> _What this task involves_
All of the records below need to be copied exactly.

-- begin --

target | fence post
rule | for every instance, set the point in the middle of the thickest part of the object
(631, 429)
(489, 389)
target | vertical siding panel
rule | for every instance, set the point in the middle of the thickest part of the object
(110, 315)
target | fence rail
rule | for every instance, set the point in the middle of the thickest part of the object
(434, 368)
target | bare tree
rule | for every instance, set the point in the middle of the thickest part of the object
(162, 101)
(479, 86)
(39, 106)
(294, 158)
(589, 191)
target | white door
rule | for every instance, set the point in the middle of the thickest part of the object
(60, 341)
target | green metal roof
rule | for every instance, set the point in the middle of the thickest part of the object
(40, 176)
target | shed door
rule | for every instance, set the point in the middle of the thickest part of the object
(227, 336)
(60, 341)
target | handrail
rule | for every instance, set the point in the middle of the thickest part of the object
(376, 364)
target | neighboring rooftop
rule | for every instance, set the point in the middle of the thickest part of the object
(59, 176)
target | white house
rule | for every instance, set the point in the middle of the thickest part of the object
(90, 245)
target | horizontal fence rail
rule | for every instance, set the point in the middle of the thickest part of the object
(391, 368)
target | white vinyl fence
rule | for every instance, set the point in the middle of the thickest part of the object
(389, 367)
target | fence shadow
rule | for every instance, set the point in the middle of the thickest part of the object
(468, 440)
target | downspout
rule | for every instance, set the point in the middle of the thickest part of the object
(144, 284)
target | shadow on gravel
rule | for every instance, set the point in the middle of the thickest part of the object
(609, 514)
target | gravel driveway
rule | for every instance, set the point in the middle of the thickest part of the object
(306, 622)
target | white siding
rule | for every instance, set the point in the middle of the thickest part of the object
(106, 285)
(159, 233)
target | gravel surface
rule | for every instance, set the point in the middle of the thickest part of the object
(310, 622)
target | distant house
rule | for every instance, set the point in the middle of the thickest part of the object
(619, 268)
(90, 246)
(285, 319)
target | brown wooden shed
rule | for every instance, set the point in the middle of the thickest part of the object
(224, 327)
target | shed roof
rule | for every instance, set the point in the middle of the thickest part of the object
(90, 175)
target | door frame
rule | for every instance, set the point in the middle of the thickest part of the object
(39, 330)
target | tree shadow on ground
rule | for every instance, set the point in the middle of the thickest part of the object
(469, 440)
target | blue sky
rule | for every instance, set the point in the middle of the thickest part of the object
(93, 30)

-- end --

> _Written solution_
target | fence post
rule | for every instance, set the point in the middle of the thickest part of the object
(631, 429)
(489, 389)
target | vertical siding panel
rule | for every instance, set the point in the middle of the thickest part of the object
(110, 315)
target | fence rail
rule | for every instance, set the point in the middle of the thickest part of the object
(434, 368)
target | bare tree
rule | for every instance, set the point in the middle of the thickest part of the object
(162, 101)
(479, 86)
(39, 106)
(294, 158)
(589, 191)
target | white door
rule | for every instance, set the point in the middle of the thickest part of the object
(60, 341)
target | green metal roof
rule | for every instance, set the point in the middle of the thickest part of the object
(40, 176)
target | shed door
rule | for every instance, set the point in the middle of the thickest part of the object
(227, 336)
(60, 341)
target | handrail
rule | for every instance, set the point in the middle of the thickest part of the object
(376, 364)
target | neighboring rooftop
rule | for every instance, set the point in the middle of the thickest part of the object
(59, 176)
target | white house
rule | for every instance, set the point in the middle of the thickest part of the object
(90, 245)
target | horizontal fence rail
rule | for every instance, set the point in the middle of the thickest part of the object
(391, 368)
target | white vinyl fence
rule | for every instance, set the point in the middle of the thickest part of the object
(389, 367)
target | fence shadow
rule | for every instance, set the point in the middle of the thickest part of the object
(468, 440)
target | downspout
rule | for every instance, set the point in the middle of the thickest part of the object
(144, 284)
target | shadow on gravel
rule | for every instance, set the point in the middle of the thickest part of the object
(609, 514)
target | gravel driveway
rule | for every instance, set the point in the middle of the thickest part of the object
(306, 622)
target | white siding
rule | for every instance, set the point in the middle of the thickest part of the object
(106, 285)
(159, 233)
target | gravel surface
rule | for every instance, set the point in the middle of the thickest part of the object
(310, 622)
target | distant house
rule | for every instance, set the point in the middle of the thickest part of the object
(619, 268)
(90, 246)
(285, 319)
target | brown wooden shed
rule | for every instance, set the point in the middle of the thickest part of the object
(224, 327)
target | shed roof
rule | for every instance, set the point in the middle of the thickest part of the object
(90, 175)
target | door frame
rule | for every instance, set the point in the middle of the thickest part of the object
(39, 330)
target | tree shadow on ground
rule | for every instance, set the point in the middle of the thickest part of the object
(469, 440)
target | blue sky
rule | for every instance, set the point in the middle of the thickest part of the object
(93, 30)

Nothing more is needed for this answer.